● TASK PROMPT: Repeat the lines from the one containing "Target: rocky shore" through the last line of the data, exactly, pictures omitted.

Dataset excerpts
-- -- --

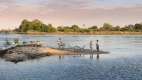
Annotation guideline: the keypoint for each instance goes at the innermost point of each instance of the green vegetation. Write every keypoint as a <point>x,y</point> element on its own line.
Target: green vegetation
<point>38,26</point>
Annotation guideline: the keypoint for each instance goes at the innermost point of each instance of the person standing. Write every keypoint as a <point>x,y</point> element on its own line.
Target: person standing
<point>97,45</point>
<point>59,41</point>
<point>91,46</point>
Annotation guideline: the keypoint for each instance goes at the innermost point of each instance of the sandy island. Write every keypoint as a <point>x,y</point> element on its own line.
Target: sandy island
<point>22,53</point>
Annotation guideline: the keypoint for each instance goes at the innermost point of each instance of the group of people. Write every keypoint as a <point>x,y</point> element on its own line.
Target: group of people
<point>97,46</point>
<point>61,45</point>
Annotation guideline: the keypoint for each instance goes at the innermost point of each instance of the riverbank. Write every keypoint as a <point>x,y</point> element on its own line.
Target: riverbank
<point>22,53</point>
<point>85,33</point>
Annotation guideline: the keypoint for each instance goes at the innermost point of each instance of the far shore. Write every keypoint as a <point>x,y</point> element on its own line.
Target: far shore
<point>79,33</point>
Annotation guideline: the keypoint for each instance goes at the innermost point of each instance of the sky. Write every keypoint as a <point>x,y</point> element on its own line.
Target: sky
<point>69,12</point>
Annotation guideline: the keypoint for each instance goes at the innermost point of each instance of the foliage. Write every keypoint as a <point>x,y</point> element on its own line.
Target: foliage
<point>38,26</point>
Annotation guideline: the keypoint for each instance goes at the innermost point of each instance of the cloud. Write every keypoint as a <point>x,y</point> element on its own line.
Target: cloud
<point>70,11</point>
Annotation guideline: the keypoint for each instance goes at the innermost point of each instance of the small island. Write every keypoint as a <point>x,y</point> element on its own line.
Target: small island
<point>20,53</point>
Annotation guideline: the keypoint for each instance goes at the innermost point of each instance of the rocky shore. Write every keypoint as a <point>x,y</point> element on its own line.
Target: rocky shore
<point>22,53</point>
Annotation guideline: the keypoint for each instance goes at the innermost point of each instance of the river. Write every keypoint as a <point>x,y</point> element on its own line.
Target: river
<point>124,62</point>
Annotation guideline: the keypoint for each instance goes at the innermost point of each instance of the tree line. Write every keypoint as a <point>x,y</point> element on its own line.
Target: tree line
<point>38,26</point>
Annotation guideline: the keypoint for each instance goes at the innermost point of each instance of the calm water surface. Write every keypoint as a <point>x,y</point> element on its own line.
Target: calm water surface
<point>123,63</point>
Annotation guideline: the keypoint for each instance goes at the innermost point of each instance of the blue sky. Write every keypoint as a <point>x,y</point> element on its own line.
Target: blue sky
<point>68,12</point>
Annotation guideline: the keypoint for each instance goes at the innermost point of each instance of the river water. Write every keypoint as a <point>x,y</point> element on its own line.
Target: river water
<point>123,63</point>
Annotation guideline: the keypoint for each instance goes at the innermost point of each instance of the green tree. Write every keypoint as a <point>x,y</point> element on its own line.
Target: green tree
<point>50,28</point>
<point>138,27</point>
<point>25,26</point>
<point>75,28</point>
<point>93,28</point>
<point>106,27</point>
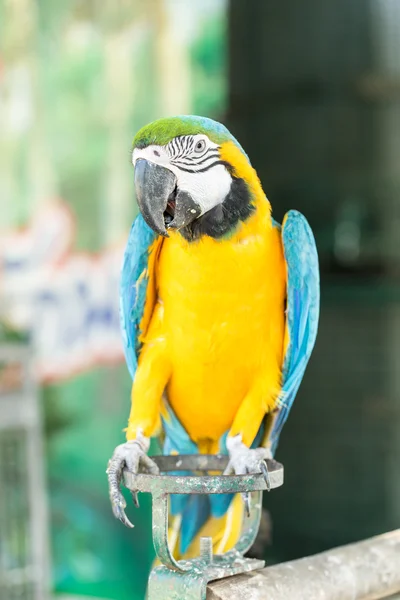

-- -- --

● RESULT FOR THIS TASK:
Target: rocky shore
<point>22,53</point>
Annotation guideline: the keypoint for each instance goes at the innermost point of each instance of the river. Write every keypoint as a <point>x,y</point> element on its own line.
Target: river
<point>124,62</point>
Annotation guideline: the keypoint for each instance goes at the innermost point of each instance of the tree line. Write every keypoint as a <point>x,y</point> element on its own line.
Target: tree line
<point>38,26</point>
Annotation guideline: the keypoint for each instance goes at the innermost point of each instance of the calm water surface. Write every keypoint as a <point>x,y</point> element on its own line.
Target: calm water surface
<point>123,63</point>
Annotation guideline: the keypoint for each instance goes at the innermost point of each instance of the blue sky. Write every keypoint as a <point>x,y</point> element on its own line.
Target: blue sky
<point>68,12</point>
Annotation guideline: the keypoint for each instance goes at the innermost point of each instance of the river water. Write every keypoint as a <point>x,y</point> element on its own line.
Target: river water
<point>123,63</point>
Annotation guideline: the keypoint for each instance goes at the innermost point of each instance of the green tree. Write every keypoint as a <point>x,y</point> element on its own line.
Target: green tree
<point>50,28</point>
<point>138,27</point>
<point>25,26</point>
<point>75,28</point>
<point>93,28</point>
<point>106,27</point>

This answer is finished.